Problem set.
A) Do the following statements agree with the chemotherapy commentary? Answer yes or no for each, quoting the words of the commentary that decide it. (i) Every one of the eight patients responded to the high-dose chemotherapy. (ii) The patients had not responded to standard approaches. (iii) The commentary proposes that rheumatologists and oncologists cooperate in further trials.
B) In the chemotherapy commentary, rewrite the stretch from "3. Euler HH, et" through "Intern Med 1997;126:166-168.", changing "Blood" to "BLOOD" wherever it occurs.

Reading text.
◇ ◇ ◇ ◇
In this preliminary report, it is difficult not to get excited about the findings. All eight patients had advanced and debilitating diseases (rheumatoid arthritis, lupus erythematosus, chronic inflammatory demyelinating polyneuropathy, severe hemolytic anemia, Evan’s syndrome, and immune thrombocytopenia). All had been refractory to standard approaches, and all but one had a gratifying response to the high-dose chemotherapy. Clearly, this approach warrants additional investigation.
Certainly, any successful treatment of patients with these difficult and complex refractory autoimmune diseases will be met with great enthusiasm. However, some rheumatologists may not be fully apprised of the great risks associated with high-dose chemotherapy, with or without stem cell rescue, and others may be overly concerned about the potential toxicities. The decades of experience of the bone marrow transplanters who discovered and developed preventive approaches and treatments for toxicities from cyclophosphamide or similar drugs represent one of the triumphs of modern oncology and need not be repeated. In fact, rheumatologists and oncologists might best work together on these patients when further trials are conducted to confirm the impressive efficacy suggested in this preliminary report.
References
1. Levite M, et al. Cell Immunol 1995;162:138-145.
2. Knaussler DM, et al. Clin Exp Immunol 1995; 100:111-117.
3. Euler HH, et al. Blood 1996;88:3621-3625.
4. Snowden JA, et al. Br J Haematol 1997;99:9-22.
5. Brodsky RA, et al. Blood 1996;87:491-494.
6. Young NS, et al. Ann Intern Med 1997;126:166-168.
7. Gordon MY, et al. Leuk Res 1985;9:1017-1021.
◇ ◇ ◇ ◇
Dataset.
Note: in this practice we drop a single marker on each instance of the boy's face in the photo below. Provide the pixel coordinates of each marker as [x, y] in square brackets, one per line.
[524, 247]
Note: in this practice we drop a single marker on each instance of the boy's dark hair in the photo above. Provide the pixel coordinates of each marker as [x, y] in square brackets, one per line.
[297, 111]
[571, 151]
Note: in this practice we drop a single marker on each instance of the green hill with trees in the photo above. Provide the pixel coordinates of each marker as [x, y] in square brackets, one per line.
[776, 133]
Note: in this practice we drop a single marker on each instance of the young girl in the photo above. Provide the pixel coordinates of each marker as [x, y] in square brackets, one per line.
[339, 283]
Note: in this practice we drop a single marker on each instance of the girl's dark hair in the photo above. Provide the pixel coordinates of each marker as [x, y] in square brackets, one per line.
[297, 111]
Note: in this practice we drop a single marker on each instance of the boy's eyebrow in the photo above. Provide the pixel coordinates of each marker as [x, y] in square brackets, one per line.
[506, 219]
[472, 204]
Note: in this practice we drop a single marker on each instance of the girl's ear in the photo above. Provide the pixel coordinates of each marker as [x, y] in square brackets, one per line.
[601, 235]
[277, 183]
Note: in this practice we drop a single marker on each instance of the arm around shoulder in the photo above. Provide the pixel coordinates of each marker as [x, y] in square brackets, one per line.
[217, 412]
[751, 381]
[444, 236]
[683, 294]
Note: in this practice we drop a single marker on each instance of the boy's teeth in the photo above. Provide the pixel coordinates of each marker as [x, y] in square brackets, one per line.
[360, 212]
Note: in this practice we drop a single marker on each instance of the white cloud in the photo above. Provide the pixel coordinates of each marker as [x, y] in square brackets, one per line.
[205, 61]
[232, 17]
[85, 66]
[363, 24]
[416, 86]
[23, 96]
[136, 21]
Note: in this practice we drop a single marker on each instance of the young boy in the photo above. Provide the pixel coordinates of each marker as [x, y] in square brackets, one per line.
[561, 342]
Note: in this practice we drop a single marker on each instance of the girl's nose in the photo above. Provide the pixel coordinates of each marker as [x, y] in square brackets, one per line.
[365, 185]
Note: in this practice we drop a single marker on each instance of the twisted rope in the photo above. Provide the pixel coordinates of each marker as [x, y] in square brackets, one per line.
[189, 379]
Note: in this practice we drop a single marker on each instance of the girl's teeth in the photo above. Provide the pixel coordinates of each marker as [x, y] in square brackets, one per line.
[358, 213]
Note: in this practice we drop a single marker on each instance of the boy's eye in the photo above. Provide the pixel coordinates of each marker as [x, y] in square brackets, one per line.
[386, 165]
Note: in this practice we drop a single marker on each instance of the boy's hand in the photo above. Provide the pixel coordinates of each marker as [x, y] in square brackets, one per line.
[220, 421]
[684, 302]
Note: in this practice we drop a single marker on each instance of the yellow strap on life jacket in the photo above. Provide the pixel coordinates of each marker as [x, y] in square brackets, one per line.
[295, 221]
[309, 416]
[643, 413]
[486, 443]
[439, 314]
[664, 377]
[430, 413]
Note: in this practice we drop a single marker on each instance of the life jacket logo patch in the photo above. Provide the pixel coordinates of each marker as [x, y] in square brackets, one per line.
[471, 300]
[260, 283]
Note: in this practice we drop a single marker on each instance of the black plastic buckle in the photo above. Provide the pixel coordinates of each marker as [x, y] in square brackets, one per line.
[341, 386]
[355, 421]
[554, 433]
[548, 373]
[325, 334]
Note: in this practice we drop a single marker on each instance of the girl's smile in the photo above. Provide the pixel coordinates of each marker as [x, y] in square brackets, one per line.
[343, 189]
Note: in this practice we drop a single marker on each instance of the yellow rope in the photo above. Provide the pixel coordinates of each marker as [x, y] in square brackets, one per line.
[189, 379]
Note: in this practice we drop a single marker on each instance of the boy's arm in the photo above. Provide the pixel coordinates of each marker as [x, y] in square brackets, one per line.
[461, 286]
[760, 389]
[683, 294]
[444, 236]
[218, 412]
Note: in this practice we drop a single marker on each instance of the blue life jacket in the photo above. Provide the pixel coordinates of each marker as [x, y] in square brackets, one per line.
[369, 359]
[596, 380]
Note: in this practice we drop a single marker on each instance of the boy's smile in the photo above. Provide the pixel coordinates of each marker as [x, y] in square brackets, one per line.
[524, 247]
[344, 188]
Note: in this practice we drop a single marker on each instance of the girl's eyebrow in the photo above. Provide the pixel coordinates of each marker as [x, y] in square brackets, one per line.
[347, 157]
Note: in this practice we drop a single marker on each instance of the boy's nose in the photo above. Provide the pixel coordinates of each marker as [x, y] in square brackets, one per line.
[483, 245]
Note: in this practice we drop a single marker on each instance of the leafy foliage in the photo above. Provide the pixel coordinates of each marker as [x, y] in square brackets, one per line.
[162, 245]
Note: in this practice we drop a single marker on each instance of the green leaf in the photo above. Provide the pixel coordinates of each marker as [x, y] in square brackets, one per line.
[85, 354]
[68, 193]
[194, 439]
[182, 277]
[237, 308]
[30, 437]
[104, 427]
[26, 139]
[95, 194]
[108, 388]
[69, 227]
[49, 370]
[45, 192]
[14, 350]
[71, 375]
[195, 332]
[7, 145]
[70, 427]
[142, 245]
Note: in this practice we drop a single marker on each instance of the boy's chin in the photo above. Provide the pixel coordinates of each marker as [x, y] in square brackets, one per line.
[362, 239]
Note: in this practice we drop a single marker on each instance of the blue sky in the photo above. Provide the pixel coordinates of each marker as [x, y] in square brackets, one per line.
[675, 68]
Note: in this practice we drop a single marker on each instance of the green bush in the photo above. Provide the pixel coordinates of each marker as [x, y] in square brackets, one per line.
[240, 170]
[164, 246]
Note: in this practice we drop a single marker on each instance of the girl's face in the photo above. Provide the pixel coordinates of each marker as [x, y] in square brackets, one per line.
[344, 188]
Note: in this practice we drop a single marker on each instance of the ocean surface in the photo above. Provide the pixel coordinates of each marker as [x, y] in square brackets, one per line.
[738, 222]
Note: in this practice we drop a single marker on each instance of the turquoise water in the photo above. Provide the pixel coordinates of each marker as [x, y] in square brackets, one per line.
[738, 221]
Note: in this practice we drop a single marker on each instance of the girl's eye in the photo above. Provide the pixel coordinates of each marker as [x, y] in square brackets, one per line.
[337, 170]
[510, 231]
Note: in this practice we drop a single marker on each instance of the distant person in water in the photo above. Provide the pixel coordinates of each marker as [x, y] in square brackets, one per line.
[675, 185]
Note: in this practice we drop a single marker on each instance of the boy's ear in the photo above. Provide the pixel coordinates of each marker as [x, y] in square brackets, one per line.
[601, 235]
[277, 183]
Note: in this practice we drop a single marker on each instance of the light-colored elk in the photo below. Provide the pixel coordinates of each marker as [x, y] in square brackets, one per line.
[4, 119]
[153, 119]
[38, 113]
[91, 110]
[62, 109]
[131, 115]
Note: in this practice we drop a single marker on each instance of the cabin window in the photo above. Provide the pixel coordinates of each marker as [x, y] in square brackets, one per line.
◇ ◇ ◇ ◇
Solutions by task.
A)
(i) No: "all but one had a gratifying response to the high-dose chemotherapy"
(ii) Yes: "All had been refractory to standard approaches"
(iii) Yes: "rheumatologists and oncologists might best work together on these patients when further trials are conducted"

B)
3. Euler HH, et al. BLOOD 1996;88:3621-3625.
4. Snowden JA, et al. Br J Haematol 1997;99:9-22.
5. Brodsky RA, et al. BLOOD 1996;87:491-494.
6. Young NS, et al. Ann Intern Med 1997;126:166-168.